Instructions to follow: Since only the total is wanted, give the number of lines in the listing below that hold the string "smiling" and add nothing.

·····

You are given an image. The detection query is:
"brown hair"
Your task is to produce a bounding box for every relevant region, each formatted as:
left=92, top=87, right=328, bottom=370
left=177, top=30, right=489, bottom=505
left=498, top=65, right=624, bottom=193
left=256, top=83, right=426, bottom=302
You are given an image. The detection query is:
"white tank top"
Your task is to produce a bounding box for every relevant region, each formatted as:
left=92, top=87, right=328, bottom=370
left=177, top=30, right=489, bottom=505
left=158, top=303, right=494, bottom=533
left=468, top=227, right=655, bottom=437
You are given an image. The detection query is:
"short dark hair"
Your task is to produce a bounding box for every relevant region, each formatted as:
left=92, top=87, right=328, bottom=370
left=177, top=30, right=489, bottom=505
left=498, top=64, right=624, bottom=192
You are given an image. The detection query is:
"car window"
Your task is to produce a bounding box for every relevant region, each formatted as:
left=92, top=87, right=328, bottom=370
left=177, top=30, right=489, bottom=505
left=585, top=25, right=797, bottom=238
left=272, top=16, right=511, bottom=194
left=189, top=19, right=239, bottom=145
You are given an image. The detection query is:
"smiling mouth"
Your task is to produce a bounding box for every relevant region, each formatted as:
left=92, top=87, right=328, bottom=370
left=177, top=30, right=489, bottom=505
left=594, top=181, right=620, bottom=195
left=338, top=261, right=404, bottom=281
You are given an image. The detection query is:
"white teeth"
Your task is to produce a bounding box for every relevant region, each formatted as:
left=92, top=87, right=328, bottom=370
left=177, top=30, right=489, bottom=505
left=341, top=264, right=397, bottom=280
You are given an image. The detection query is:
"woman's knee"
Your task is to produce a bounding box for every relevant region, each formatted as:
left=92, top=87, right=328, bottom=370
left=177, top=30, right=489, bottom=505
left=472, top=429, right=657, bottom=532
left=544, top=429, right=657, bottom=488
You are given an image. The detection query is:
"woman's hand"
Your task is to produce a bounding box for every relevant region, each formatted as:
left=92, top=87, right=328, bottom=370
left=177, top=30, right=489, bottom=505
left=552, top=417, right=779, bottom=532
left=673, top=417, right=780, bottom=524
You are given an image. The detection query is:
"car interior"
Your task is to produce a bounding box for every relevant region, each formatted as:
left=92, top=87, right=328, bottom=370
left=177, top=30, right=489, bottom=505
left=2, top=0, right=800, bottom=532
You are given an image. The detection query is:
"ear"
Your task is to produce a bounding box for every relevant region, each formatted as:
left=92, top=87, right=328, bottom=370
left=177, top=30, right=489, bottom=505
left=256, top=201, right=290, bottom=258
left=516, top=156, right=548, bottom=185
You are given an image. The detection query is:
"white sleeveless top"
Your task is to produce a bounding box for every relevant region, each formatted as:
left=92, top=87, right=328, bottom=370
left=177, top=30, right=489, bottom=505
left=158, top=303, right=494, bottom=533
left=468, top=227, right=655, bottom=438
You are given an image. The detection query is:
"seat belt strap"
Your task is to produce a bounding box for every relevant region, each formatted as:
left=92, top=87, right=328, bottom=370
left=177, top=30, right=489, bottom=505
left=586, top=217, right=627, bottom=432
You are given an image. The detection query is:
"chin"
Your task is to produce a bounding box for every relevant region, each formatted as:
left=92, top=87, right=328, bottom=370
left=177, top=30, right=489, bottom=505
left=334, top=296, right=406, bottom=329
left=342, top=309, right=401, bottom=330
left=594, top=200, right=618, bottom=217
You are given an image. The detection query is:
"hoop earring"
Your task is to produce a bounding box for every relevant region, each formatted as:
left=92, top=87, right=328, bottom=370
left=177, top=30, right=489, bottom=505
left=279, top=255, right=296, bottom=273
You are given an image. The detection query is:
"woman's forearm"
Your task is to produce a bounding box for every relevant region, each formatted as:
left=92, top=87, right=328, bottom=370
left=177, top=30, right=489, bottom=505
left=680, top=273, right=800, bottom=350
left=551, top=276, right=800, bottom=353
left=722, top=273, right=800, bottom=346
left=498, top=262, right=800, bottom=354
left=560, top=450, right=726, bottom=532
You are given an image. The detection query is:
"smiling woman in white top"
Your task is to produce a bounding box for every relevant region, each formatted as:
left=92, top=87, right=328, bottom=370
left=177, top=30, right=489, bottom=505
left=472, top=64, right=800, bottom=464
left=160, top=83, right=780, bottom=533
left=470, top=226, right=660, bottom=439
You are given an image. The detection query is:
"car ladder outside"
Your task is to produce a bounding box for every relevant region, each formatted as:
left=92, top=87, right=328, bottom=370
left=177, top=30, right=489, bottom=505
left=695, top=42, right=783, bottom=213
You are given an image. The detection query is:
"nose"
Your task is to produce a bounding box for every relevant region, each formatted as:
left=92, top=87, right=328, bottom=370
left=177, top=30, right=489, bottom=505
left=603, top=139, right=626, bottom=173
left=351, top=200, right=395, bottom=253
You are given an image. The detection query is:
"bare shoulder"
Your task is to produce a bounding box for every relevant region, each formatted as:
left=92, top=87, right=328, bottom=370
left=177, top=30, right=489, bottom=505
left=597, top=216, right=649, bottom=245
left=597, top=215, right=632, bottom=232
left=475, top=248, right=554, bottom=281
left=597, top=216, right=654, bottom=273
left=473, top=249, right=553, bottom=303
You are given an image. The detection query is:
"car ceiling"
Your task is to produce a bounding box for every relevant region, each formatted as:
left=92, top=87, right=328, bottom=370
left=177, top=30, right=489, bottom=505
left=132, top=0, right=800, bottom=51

·····

Exercise answer: 2